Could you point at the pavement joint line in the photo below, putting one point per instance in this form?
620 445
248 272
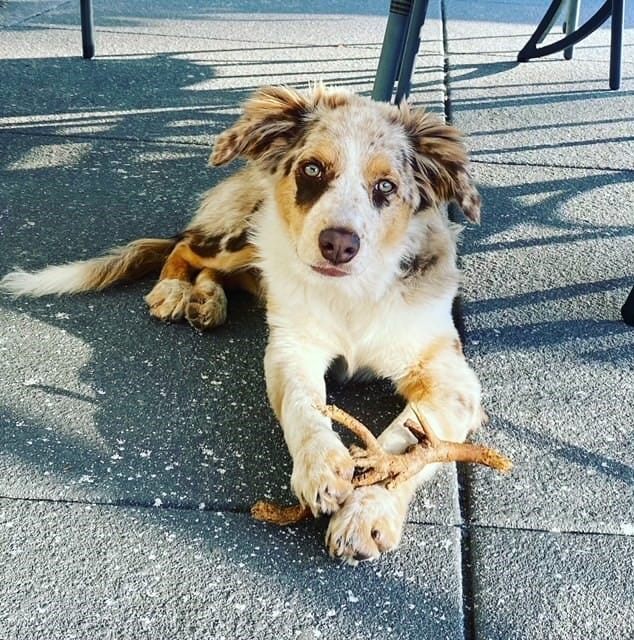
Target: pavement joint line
6 129
554 165
34 15
78 136
276 43
471 527
465 558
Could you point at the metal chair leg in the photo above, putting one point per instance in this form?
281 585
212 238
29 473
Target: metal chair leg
410 49
572 21
392 49
87 29
616 43
627 310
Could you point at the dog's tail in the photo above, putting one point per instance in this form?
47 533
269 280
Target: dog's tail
125 263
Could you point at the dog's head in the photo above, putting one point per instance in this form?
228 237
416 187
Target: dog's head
353 178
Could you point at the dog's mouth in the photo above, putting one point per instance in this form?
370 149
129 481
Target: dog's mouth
331 272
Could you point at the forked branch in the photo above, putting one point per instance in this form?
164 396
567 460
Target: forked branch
375 466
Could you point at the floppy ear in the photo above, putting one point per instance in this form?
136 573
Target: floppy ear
271 120
440 162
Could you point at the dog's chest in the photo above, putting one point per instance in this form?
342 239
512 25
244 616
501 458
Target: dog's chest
384 335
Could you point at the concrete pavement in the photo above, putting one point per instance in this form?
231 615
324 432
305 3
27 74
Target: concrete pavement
130 451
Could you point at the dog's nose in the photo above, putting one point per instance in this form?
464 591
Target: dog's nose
338 245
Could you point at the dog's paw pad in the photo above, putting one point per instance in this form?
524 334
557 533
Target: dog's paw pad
322 474
207 306
368 524
169 298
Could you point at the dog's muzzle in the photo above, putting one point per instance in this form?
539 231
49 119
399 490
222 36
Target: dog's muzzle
339 245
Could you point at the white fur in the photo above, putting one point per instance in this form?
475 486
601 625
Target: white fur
58 279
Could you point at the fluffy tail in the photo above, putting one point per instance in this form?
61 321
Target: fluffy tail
129 262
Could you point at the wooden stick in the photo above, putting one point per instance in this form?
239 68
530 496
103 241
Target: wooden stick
377 466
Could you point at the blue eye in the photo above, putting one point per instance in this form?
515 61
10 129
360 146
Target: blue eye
312 170
385 187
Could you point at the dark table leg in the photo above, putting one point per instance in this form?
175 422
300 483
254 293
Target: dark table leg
87 29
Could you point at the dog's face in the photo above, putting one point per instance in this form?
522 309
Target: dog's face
353 178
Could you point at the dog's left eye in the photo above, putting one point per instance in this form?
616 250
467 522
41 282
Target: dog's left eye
385 187
312 170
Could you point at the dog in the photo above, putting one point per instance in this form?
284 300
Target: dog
339 221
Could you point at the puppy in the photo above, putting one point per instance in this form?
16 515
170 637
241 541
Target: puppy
339 221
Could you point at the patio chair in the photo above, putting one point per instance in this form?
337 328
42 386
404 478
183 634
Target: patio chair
575 33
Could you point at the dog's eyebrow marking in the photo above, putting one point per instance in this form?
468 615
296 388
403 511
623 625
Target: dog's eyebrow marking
236 243
309 190
288 165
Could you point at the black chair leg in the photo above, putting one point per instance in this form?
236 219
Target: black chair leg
610 8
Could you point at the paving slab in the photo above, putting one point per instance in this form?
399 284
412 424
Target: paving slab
129 411
546 274
560 587
128 573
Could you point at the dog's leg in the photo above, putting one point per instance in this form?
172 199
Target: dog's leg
207 304
322 466
442 387
191 282
170 295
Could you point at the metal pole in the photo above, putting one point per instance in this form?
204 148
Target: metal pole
87 29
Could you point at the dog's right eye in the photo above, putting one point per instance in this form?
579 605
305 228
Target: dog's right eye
312 170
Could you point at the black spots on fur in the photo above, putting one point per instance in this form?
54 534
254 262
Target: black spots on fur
255 208
417 265
204 245
288 165
236 243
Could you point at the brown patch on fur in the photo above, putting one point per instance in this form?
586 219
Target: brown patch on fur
185 261
202 244
285 194
236 243
396 229
418 265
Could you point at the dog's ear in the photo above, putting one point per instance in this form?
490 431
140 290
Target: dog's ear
271 120
440 162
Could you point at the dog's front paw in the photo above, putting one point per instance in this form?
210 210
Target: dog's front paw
169 298
207 306
369 523
322 473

WHAT THIS TASK INVOLVES
Reproduce all of the records above with "putting one point per instance" swapped for "marking one point per instance" and every other line unchanged. Omit the pictures from the answer.

RESPONSE TO THIS TASK
Could you point at the pavement joint line in the photo below, marking one point per instance in this form?
620 445
248 272
Target: pavement joint line
6 129
554 165
34 15
78 136
276 43
471 527
465 558
Could you point at the metal chair leg in the photo above, marking one point per instance in this form?
281 585
212 238
29 473
Target: metal chair leg
410 49
572 21
392 49
87 29
616 43
627 310
Could you point at the dog's tail in the photo above, marking one point per instance in this form?
47 533
269 280
Target: dog's tail
125 263
Could you point at the dog's head in the photo above, marking one point per instance in this form?
228 237
416 187
Target: dog's head
353 178
Could you point at the dog's mouth in the photo above, marking one point per instance in this form?
370 149
129 481
Target: dog's mouth
331 272
Could you point at the forked branch in the photo above, marking one point per instance in this form?
164 396
567 460
Target: forked branch
375 466
Could you point at the floppy ear in the photo above, marking one point per instance in this form?
136 573
Target: floppy ear
271 120
440 162
Could you point at the dog's chest in the photo above, marking one point per instance in this form?
342 239
512 25
244 616
501 458
Target: dog's chest
384 335
Could you point at the concrete pavement in the photo above, marking one point per instance in this form?
231 615
324 432
305 3
27 74
Target: concrete pavement
130 451
Could you point at the dog's nose in the photo above, marking one point per instance in this form?
464 591
Target: dog's nose
338 245
Could you point at the dog's paw pad in the photo above, marking one point per instance in this form?
524 334
557 533
Target: dog's paw pad
322 474
207 306
368 524
169 298
Could you point at the dog's muzzle in the photo above, marking one point per instance in this form?
539 231
49 119
399 490
222 36
Target: dog's muzzle
339 245
Could you point at the white fur in the photo above, marking one point per instance in this form?
475 486
601 625
Target: white fur
58 279
Could you point at the fluffy tail in the photo above, marking one point per instance in this form?
61 321
Target: fluffy tail
129 262
Could you point at the wooden stick in the photo above, marking one point per instance in this form?
239 68
530 496
103 241
Target: wooden stick
377 466
Could you point at the blue eye in the photo above, marking one point per instance in this form?
515 61
10 129
360 146
Target: blue eye
312 170
385 187
Could you point at the dark table leg in the photo above, marking one point per instance in this form?
175 422
300 483
254 293
Target: dark table leg
87 29
Could you point at the dog's face in the photo above, marking one point per instance in this form?
522 309
Target: dog's face
353 178
Could you point at the dog's left eye in the photo above, marking one point per instance in this form?
616 250
467 522
41 282
Target: dog's left eye
385 187
312 170
Could you point at the dog in the photo above, marking one point per instance in this form?
284 300
Target: dog
339 221
Could you point at the puppy in the photo above, marking one point per instance in this form?
16 515
170 637
241 541
Target: puppy
339 221
Could you point at the patio chair in the photo above, marking one point per instance in this form?
337 328
42 386
404 478
183 634
Target: patio chair
575 33
Could you point at the dog's eyebrow marking in the photo above, marking one point per instance in this form?
468 615
296 388
403 511
623 625
Target: dog's eyebrow marking
236 243
309 190
288 165
Could you point at the black chair leg in the photo above, marking one point per instance in this form?
236 219
Target: black chair leg
610 8
Could you point at the paving slab in the photo above, marking one point per instance in this form?
399 284
412 424
Target: paving slab
129 411
546 274
560 587
128 573
Could you point at the dog's leg in the photo above, marking one point per instance in this form?
172 199
Target: dog's leg
207 304
322 466
442 387
191 282
170 295
Could you point at the metal pole in the photo above, marking one point per instance in this form?
204 148
Target: metal pole
87 29
Could you point at the dog's right eye in the photo above, marking one point per instance in this form?
579 605
305 228
Target: dog's right eye
312 170
Could you point at the black spots on fur in the photo above, marking one point per instance in this form?
54 534
254 262
Target: black spots on fur
255 208
417 265
204 245
288 165
236 243
Could you point at the brown patch on fur in the photo above, marking one point per instance in this form?
586 219
Target: brown patch on fur
185 261
202 244
285 194
236 243
396 229
418 265
Could you point at the dog's ear in the photo above, marking one point per instance in this form?
490 431
140 290
Target: dog's ear
271 120
440 162
Could you point at the dog's front paw in the photo above, marking one point per instance in this form?
210 210
Target: dog's front paw
169 298
207 306
369 523
322 473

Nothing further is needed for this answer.